WHAT THE TASK ASKS: In full and without error, repeat the entries below.

********

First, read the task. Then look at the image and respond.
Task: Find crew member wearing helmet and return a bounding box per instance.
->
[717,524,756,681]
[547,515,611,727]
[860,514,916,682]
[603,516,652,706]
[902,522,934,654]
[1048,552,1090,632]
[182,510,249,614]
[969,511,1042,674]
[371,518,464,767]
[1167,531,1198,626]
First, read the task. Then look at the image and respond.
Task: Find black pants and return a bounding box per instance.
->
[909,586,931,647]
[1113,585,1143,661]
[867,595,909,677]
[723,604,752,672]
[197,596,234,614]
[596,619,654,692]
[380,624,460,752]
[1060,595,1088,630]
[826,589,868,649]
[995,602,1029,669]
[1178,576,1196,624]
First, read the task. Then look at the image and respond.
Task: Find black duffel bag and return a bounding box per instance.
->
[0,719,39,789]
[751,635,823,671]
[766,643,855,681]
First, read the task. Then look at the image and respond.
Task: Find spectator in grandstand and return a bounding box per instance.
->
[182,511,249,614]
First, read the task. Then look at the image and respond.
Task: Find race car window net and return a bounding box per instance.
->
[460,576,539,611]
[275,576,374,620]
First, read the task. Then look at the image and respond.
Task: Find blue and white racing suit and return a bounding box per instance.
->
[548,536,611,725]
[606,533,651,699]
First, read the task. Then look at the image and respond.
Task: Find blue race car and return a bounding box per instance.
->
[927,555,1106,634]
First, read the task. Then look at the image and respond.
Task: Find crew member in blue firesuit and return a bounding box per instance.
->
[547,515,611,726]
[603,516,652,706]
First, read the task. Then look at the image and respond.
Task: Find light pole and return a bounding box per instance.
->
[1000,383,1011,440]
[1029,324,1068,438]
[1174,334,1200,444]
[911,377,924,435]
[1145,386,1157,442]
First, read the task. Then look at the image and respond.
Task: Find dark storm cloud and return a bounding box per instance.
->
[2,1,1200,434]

********

EXERCISE SOLUTION:
First, read the task. Then look at the image and respond.
Task: Find crew member wearing helmet and return a bounding box per instance.
->
[717,524,756,681]
[547,515,611,727]
[860,514,916,682]
[603,516,652,706]
[902,522,934,654]
[1048,552,1090,632]
[182,510,249,614]
[969,511,1042,674]
[371,518,464,767]
[1167,531,1198,626]
First, read the task. Then look at the image and respond.
Task: Find black pants and return a bounding box per instance.
->
[909,586,931,647]
[1113,585,1143,661]
[867,595,909,677]
[723,604,752,672]
[197,596,234,614]
[596,619,654,692]
[380,624,460,752]
[1060,595,1088,630]
[826,589,868,649]
[995,602,1029,669]
[1178,576,1196,624]
First, read the task. Then look at the image and respond.
Task: Find black duffel bag and return a bounding box per instance.
->
[0,719,39,789]
[751,635,823,671]
[766,643,855,681]
First, read the task. Then look at the image and respond.
Task: Find spectator in grandstand and return a bounding box per instance.
->
[182,511,249,614]
First, read the task. Then look at the image and respond.
Task: Find race car window net and return a bounding box per instance.
->
[460,576,539,611]
[275,576,374,620]
First, read the task. Then look at the image and respond.
Task: Find blue and white racing suit and return a bounding box per instance.
->
[548,536,611,725]
[606,533,651,699]
First, read the task. Then look at the image and respond.
Task: Find blue race car and return a bounding box per instance.
->
[927,555,1106,634]
First, read the task. Then look at the image and respond.
Task: Find crew member in blue firesuit and return a bounding box per instance.
->
[547,515,611,726]
[603,516,652,706]
First, read the task. Then look at the image and respond.
Task: Find light pole and return a bounding box per instance.
->
[1000,383,1011,440]
[1029,324,1068,438]
[1174,334,1200,444]
[911,377,924,435]
[1145,386,1157,442]
First, read the task. Then look at the image and respond.
Task: Find dark storm cloud and return a bounding box per instance.
->
[2,1,1200,434]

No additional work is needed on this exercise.